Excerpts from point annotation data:

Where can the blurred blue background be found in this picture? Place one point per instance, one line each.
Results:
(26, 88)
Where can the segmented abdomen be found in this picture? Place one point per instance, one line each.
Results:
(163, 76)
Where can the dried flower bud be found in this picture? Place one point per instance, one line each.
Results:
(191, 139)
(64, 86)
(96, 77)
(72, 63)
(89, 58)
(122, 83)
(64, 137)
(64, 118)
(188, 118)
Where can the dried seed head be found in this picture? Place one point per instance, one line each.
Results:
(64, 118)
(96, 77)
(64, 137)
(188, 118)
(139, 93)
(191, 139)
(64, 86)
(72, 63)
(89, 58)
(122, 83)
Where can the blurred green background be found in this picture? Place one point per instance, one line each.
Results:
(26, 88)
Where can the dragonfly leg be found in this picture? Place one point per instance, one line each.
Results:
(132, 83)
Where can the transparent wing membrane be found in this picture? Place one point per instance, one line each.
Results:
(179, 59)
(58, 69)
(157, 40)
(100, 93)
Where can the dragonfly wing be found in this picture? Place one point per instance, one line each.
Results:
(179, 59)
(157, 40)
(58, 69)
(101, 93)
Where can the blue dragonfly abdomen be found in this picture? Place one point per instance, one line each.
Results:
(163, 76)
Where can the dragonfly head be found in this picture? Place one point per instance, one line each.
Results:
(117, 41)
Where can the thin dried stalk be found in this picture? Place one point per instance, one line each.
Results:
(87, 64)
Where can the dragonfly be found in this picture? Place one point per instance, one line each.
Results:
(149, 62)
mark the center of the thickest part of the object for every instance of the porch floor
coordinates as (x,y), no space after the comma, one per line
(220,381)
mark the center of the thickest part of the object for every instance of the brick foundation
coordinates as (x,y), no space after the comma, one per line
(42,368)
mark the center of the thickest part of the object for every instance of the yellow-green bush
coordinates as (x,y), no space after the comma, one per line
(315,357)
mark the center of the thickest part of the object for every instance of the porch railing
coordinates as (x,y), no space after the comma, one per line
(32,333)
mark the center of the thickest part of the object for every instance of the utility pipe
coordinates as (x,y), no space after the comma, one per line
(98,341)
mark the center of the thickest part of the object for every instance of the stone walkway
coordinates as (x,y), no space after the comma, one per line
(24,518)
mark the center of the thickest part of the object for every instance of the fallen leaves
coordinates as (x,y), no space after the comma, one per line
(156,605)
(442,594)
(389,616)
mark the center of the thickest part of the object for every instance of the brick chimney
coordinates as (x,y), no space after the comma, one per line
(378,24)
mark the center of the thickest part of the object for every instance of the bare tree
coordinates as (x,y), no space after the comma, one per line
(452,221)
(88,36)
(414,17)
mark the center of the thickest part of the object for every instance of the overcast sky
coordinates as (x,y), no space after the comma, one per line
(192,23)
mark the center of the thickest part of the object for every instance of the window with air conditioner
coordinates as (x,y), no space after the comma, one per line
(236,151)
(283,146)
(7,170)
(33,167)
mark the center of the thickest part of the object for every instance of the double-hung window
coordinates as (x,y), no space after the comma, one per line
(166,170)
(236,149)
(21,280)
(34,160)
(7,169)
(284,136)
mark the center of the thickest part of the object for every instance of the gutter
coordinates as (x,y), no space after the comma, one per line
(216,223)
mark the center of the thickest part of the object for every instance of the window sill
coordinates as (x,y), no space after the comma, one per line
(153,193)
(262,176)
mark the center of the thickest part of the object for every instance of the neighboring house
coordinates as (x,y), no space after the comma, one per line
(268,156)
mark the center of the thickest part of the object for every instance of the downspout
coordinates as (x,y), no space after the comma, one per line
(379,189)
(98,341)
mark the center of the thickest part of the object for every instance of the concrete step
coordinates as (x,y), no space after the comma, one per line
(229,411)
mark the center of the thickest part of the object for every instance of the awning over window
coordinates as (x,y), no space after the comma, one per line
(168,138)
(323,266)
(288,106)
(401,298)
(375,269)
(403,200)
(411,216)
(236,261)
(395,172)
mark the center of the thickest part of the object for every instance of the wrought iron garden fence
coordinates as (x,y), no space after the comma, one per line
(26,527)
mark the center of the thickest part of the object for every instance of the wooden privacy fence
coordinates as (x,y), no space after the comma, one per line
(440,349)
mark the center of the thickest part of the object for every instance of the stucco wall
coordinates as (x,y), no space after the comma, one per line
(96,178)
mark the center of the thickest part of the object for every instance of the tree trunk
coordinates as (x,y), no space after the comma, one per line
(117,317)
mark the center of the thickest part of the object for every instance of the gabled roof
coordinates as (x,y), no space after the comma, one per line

# WRITTEN PROBLEM
Print again the material above, limited to the lines from the one holding "wooden privacy fence" through the last, inclusive.

# ANSWER FOR THIS EXERCISE
mark the center of the thickest part of the object for every instance of the wooden privacy fence
coordinates as (x,y), no space after the comma, one per line
(440,349)
mark the center of the thickest part of the object for every instance of the stucco wall
coordinates as (x,y), no space after the comma, one per line
(96,178)
mark the center of the thickest part of the object for every instance of the tree trunk
coordinates as (x,y), no space after the comma, one per line
(117,317)
mark the center of the thickest part of the object for every instance of the gabled roof
coordinates as (x,y), no space after the comma, one per line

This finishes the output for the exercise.